Ever wonder about that? Ever wonder about the very existence of alien intelligence? (Hell, I wonder about it’s existence here on this planet!)
“Nature is often richer and more wondrous than our imagination”…Excerpt from referenced article below.
One thing’s for sure, with the ever-increasing discoveries of other planets and stars in completely new and larger galaxies utilizing more and more sophisticated technical equipment, we are feeling smaller and smaller and smaller…You do realize, of course, that our little planet is peanut-sized when compared to other planets within our own earth’s galaxy (look at galaxy as a celestial neighborhood). Damn, man, we are not even the biggest planet in a smaller galaxy!
Talk about NOT being the biggest fish in the pond…
Pretty damn insignificant are we…AND, we can’t even seem to live together in some kind of semblance of peace on this peanut planet in this peanut galaxy…much less accept a pretty puny new tech format in e-publishing!…We in bad shape, Kimosabe.
I thought everyone would enjoy this insight from a New York Times article by Ray Jayawardhana, a professor of astronomy and astrophysics at the University of Toronto AND the author of “Strange New Worlds: The Search for Alien Planets and Life Beyond Our Solar System.”:
Alien Life, Coming Slowly Into View
I REMEMBER the first time the concept of another world entered my mind. It was during a walk with my father in our garden in Sri Lanka. He pointed to the Moon and told me that people had walked on it. I was astonished: Suddenly that bright light became a place that one could visit.

• _Dataset records on object locations_
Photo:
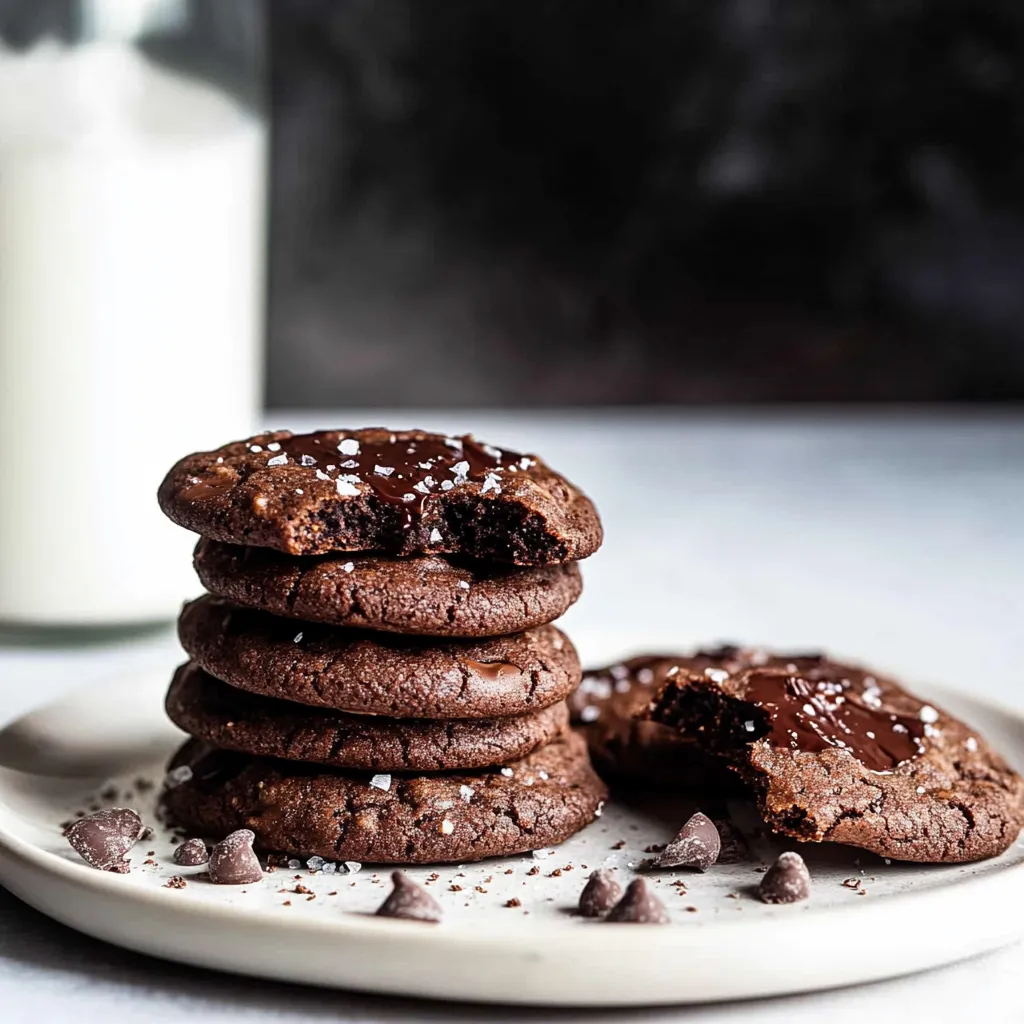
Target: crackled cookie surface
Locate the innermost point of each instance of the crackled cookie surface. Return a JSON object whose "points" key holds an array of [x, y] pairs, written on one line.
{"points": [[305, 810]]}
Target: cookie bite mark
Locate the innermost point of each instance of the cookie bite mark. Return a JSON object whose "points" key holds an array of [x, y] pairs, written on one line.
{"points": [[838, 754], [397, 492]]}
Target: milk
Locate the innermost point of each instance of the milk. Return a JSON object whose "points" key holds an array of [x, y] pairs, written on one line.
{"points": [[131, 266]]}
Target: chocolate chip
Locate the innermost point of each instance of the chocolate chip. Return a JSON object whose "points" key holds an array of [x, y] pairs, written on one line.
{"points": [[639, 906], [410, 901], [190, 853], [600, 894], [232, 861], [787, 881], [102, 840], [697, 845]]}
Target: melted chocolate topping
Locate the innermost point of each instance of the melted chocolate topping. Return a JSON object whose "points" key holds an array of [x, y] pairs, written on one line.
{"points": [[401, 471], [811, 716]]}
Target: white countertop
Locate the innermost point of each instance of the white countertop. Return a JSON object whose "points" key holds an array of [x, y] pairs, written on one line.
{"points": [[896, 539]]}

• _Aim 1_
In the post about alien intelligence, at which university is the author of the quoted New York Times article a professor?
• _Aim 2_
From the post about alien intelligence, write out the passage starting with "Ever wonder about that?" and going on through "referenced article below.".
• _Aim 3_
Write what comes next in the post about alien intelligence, picking up after its last sentence.
The records stand apart from the post about alien intelligence and are not part of it.

• _Task response 1_
The University of Toronto.

• _Task response 2_
Ever wonder about that? Ever wonder about the very existence of alien intelligence? (Hell, I wonder about it’s existence here on this planet!)
“Nature is often richer and more wondrous than our imagination”…Excerpt from referenced article below.

• _Task response 3_
Schoolchildren may feel a similar sense of wonder when they see pictures of a Martian landscape or Saturn’s rings. And soon their views of alien worlds may not be confined to the planets in our own solar system.
After millenniums of musings and a century of failed attempts, astronomers first detected an exoplanet, a planet orbiting a normal star other than the Sun, in 1995. Now they are finding hundreds of such worlds each year. Last month, NASA announced that 1,235 new possible planets had been observed by Kepler, a telescope on a space satellite. Six of the planets that Kepler found circle one star, and the orbits of five of them would fit within that of Mercury, the closest planet to our Sun.
By timing the passages of these five planets across their sun’s visage — which provides confirmation of their planetary nature — we can witness their graceful dance with one another, choreographed by gravity. These discoveries remind us that nature is often richer and more wondrous than our imagination. The diversity of alien worlds has surprised us and challenged our preconceptions many times over.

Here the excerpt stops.